## Collected data entries
● ● ● ● ● ● ●

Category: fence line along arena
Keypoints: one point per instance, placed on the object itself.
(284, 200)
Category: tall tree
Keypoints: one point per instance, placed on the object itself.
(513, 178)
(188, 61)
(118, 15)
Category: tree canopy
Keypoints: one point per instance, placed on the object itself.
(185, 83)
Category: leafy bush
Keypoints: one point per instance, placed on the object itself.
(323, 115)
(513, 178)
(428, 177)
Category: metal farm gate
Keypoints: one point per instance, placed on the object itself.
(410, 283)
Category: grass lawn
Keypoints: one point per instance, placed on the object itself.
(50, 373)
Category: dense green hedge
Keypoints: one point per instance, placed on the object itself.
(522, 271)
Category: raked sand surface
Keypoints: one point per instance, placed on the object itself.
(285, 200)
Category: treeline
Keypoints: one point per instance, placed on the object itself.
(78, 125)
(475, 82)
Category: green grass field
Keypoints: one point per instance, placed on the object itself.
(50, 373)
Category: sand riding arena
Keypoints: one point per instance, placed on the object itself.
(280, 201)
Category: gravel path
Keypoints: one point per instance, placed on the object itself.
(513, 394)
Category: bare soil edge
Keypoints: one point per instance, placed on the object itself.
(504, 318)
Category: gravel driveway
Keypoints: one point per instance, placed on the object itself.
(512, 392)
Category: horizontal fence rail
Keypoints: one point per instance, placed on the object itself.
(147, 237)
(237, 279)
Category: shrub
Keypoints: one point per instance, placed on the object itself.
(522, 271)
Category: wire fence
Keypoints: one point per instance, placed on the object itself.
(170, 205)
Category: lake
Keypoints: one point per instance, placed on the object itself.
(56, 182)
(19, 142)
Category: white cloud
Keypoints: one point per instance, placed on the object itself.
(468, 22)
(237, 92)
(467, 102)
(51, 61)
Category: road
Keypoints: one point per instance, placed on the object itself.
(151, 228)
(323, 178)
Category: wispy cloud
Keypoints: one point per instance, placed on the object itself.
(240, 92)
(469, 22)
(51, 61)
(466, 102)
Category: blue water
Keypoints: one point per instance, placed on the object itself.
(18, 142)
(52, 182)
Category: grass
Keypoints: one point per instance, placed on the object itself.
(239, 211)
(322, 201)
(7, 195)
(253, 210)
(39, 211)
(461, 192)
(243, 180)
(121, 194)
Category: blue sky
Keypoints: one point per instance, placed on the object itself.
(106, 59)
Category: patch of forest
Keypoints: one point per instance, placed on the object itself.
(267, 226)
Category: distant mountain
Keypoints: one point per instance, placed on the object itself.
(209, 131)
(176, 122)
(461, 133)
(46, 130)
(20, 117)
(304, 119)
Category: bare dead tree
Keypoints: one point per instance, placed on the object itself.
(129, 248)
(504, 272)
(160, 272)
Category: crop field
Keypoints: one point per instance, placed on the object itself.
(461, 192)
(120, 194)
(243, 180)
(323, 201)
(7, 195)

● ● ● ● ● ● ●

Your reply should be only the number of lines in the records above that include "fence".

## ANSWER SECTION
3